Yasa önünde herkes eşit olduğundan kimseye ayırt edici işlemler yapılamaz. Hiç kimse yasal bir neden olmadan tutuklanamaz, alıkonulamaz, sürülemez.
Başka ne var bu bildiride? Hiç kimse düşünce ve sözlerinden dolayı sorumlu tutulamaz. Başka bir deyişle, ifade özgürlüğü bir insan hakkıdır. Peki, BM’ye üye olan ve bu bildiriye imza atan ülkelerce bu sorumluluklar yerine getiriliyor mu? Elbette ki, “hayır…” Açlık ve sefalet… Hastalıklar… Savaş ve gözyaşı… Ölümler ve işkenceler… Toplu sürgünler… Hukuk tanımazlık devam ederken… Hangi insan haklarından bahsedeceğiz? Gördüklerimize ve işittiklerimize mi, yoksa devlet başkanlarının ekranlara çıkıp şov yapmalarına mı inanacağız?
İnsanların kendi ülkelerinde dostluk, kardeşlik ve barış içinde bir arada yaşama istekleri bir idealdir. Savaş ve kavgalardan uzakta, barış ve özgürlük içerisinde yaşamayı becerebilmiş değiliz. Siyaseti bile kavga ve dövüş sanatına dönüştürdük.
Türkiye’de kanun hükmünde olan İnsan Hakları Evrensel Beyannamesine riayet bakımından nerelerdedir?
İnsan haklarının bir hukuk rejimi ile korunmadığı hâllerde, istibdat ve baskı kaçınılmaz olur.  Bu konuda Türkiye’nin notu giderek düşmektedir. Buna rağmen, Türk milleti büyük çoğunlukla hak ve hürriyetlerinden vazgeçmeyecektir. Zira özgürlüğüne düşkündür.

■ Yönerge 1 ■
Sayfaya göre insan hakları bir hukuk rejimiyle korunmadığında ne kaçınılmaz olur?

■ Sağlanan kayıtlar ■
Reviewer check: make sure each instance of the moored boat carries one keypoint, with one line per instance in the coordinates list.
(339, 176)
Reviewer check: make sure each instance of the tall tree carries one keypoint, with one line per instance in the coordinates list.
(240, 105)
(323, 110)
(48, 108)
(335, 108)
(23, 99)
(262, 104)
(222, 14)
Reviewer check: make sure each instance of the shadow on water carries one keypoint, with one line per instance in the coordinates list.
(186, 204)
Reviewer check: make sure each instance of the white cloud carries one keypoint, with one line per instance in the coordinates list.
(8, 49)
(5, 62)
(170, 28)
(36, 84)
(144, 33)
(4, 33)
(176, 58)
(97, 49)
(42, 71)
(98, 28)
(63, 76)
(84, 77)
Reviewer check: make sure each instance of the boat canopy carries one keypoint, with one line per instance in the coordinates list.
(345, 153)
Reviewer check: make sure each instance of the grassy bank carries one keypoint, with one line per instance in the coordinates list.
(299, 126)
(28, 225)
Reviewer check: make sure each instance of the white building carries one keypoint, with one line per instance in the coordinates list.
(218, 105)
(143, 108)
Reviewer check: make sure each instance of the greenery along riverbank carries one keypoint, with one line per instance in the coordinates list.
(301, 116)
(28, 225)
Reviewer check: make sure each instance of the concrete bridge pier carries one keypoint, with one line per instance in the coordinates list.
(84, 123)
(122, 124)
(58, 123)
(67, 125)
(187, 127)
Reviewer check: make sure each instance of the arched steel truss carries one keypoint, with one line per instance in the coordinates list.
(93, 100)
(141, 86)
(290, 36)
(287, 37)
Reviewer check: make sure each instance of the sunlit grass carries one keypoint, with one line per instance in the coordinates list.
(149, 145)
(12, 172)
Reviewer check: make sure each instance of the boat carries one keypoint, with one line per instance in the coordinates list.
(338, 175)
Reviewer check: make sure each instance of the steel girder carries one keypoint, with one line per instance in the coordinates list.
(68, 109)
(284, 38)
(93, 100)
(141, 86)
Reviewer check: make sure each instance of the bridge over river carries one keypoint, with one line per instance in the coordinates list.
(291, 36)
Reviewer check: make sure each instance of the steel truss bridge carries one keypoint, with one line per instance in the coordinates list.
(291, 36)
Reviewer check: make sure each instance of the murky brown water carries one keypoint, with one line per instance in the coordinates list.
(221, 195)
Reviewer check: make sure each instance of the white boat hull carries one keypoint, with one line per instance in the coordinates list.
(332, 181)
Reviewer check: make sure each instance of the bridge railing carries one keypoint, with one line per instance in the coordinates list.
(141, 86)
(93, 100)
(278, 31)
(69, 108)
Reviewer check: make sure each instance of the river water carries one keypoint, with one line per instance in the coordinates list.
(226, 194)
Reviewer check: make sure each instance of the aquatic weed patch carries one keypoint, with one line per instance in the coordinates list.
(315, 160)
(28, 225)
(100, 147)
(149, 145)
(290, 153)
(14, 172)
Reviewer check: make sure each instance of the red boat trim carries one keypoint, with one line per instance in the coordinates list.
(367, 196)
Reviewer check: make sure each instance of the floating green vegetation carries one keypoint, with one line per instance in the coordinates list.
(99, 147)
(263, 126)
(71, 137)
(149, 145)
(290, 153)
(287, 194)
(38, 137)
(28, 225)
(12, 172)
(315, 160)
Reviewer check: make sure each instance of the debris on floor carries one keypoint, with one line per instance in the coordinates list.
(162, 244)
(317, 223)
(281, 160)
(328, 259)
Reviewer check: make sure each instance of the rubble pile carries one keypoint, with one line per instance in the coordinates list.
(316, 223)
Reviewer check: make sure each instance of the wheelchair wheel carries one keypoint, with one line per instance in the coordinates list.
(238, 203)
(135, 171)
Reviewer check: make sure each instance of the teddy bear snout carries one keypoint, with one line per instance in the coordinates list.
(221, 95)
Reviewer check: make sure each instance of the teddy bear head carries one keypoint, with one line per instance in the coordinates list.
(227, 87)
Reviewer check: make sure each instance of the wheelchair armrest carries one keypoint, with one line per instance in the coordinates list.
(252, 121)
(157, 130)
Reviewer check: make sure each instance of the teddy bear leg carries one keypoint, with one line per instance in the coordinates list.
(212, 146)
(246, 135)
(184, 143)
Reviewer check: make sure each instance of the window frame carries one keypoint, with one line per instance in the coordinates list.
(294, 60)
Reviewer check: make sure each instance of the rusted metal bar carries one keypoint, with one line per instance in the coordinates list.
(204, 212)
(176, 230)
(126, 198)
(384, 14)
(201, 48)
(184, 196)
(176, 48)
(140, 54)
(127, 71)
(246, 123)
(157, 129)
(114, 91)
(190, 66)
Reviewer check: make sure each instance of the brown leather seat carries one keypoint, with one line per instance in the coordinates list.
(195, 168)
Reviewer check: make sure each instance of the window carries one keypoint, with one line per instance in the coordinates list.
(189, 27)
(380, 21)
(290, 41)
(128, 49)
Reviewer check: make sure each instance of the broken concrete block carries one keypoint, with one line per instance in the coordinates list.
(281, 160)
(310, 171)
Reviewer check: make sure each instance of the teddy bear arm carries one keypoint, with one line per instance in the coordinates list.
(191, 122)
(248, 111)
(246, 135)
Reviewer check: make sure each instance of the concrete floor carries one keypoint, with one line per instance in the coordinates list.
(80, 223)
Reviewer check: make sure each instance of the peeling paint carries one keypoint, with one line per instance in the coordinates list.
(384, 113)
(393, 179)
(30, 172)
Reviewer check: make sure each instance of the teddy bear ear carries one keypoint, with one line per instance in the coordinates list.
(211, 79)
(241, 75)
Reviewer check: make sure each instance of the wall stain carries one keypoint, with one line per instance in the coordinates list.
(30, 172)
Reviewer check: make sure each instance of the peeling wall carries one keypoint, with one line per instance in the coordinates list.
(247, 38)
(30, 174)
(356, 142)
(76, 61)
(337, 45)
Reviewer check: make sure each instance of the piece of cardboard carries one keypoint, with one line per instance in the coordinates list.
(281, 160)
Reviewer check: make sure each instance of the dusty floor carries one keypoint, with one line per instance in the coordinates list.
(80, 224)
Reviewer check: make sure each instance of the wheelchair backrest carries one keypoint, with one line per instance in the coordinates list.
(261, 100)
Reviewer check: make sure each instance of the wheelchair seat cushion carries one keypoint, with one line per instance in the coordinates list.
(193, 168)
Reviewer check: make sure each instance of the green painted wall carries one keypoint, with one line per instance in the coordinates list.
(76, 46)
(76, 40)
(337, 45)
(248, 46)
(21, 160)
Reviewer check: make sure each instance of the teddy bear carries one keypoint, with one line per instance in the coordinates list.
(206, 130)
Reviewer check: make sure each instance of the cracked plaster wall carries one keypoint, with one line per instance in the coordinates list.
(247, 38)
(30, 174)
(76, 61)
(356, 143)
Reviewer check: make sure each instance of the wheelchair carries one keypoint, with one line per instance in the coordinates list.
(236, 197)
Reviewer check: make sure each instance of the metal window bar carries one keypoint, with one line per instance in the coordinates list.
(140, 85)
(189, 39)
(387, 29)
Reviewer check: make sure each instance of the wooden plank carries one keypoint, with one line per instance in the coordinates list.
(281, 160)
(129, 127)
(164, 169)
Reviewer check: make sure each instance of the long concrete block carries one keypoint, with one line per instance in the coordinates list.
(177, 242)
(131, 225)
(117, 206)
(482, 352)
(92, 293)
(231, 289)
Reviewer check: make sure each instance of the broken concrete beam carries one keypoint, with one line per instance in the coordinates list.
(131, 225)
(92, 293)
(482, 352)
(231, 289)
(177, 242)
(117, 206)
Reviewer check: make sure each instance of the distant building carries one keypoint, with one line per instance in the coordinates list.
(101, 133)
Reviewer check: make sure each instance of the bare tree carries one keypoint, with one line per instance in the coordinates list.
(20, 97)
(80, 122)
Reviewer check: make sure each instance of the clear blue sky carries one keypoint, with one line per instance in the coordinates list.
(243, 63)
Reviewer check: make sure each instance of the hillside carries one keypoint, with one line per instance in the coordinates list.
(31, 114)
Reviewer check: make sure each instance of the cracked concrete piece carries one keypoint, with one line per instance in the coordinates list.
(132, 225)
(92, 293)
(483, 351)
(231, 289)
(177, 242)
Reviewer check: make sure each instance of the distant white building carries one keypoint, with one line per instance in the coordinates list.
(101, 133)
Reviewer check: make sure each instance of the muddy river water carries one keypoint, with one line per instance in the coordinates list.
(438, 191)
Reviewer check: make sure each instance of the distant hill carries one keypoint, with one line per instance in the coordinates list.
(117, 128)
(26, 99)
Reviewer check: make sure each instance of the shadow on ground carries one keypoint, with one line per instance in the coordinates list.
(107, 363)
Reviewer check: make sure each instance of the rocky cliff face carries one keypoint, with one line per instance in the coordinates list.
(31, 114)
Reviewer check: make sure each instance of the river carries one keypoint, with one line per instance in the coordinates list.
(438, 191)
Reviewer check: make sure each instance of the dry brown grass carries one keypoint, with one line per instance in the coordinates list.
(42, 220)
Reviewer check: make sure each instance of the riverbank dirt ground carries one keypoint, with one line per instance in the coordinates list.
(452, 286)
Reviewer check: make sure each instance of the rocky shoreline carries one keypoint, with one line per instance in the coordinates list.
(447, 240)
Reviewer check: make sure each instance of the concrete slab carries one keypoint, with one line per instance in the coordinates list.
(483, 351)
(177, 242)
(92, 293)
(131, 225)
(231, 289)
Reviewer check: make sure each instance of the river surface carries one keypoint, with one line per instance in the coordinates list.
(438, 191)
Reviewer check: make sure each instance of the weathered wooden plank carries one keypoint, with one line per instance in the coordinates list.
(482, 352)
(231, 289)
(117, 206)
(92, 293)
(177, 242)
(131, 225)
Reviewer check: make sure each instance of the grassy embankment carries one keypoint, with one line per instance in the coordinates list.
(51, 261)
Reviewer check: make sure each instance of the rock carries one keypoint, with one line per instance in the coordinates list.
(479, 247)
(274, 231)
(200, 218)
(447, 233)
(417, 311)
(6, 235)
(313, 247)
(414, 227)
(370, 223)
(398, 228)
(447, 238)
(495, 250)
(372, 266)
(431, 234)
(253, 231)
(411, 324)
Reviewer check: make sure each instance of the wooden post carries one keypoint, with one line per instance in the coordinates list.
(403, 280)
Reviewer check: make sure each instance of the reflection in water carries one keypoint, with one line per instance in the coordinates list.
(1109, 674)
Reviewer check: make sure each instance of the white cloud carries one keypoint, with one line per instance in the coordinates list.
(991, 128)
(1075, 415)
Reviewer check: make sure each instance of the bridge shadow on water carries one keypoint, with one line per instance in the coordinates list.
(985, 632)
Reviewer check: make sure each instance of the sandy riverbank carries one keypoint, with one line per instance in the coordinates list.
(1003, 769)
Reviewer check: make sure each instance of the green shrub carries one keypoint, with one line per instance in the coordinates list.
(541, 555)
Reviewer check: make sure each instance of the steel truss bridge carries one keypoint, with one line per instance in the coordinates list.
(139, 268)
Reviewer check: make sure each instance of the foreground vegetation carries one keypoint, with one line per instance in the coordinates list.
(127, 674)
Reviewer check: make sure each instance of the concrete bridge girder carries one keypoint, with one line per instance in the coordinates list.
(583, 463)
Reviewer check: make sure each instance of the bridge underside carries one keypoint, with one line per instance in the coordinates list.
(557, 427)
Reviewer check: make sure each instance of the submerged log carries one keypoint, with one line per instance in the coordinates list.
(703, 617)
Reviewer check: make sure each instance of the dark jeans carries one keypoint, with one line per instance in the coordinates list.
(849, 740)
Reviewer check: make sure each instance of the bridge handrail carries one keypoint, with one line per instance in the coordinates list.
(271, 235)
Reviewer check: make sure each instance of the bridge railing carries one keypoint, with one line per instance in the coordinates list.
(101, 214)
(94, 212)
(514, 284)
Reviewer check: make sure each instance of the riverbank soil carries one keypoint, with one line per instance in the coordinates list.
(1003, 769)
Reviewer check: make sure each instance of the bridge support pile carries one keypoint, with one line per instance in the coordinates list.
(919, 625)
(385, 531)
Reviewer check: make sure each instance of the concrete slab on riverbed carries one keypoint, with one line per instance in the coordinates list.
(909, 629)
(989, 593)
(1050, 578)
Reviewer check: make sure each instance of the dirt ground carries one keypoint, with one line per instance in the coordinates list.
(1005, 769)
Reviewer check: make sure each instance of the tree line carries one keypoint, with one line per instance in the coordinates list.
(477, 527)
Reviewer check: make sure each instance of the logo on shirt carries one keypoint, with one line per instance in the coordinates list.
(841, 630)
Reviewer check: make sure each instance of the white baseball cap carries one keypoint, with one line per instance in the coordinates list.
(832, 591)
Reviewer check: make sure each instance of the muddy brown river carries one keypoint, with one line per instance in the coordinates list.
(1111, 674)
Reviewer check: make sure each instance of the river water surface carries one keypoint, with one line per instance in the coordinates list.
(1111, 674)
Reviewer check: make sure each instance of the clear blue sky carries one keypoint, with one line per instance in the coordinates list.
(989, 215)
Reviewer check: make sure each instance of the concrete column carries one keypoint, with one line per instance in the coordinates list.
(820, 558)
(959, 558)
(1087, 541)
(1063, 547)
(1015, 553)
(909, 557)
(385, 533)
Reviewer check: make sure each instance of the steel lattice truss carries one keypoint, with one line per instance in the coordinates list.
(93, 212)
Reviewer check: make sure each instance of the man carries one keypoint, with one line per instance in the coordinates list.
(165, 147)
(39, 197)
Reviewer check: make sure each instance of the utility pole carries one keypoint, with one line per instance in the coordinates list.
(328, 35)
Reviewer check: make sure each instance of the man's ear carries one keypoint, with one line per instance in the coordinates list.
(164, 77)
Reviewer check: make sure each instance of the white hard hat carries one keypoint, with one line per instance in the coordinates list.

■ Yönerge 2 ■
Kayıtlarda "river water surface" ifadesinin geçtiği satırdan kayıtların sonuna kadar, iki uç da dahil, bütün satırları isteklerle birlikte yeniden yazın. Yanıtlardaki koordinatları 1,2 ile çarparak ölçekleyin ve tam sayıya yuvarlayın; yarımları yukarı yuvarlayın.

■ Tam çıktı 1 ■
İstibdat ve baskı kaçınılmaz olur.

■ Tam çıktı 2 ■
Reviewer check: make sure each instance of the river water surface carries one keypoint, with one line per instance in the coordinates list.
(1333, 809)
Reviewer check: make sure each instance of the clear blue sky carries one keypoint, with one line per instance in the coordinates list.
(1187, 258)
Reviewer check: make sure each instance of the concrete column carries one keypoint, with one line per instance in the coordinates list.
(984, 670)
(1151, 670)
(1304, 649)
(1276, 656)
(1218, 664)
(1091, 668)
(462, 640)
Reviewer check: make sure each instance of the steel lattice truss carries one keypoint, with one line per instance in the coordinates list.
(112, 254)
Reviewer check: make sure each instance of the man carries one keypoint, with one line per instance in the coordinates list.
(198, 176)
(47, 236)
Reviewer check: make sure each instance of the utility pole carries one keypoint, with one line per instance in the coordinates list.
(394, 42)
Reviewer check: make sure each instance of the man's ear carries one keypoint, with one line per instance in the coordinates list.
(197, 92)
Reviewer check: make sure each instance of the white hard hat carries one keypoint, with one line per instance in the coordinates list.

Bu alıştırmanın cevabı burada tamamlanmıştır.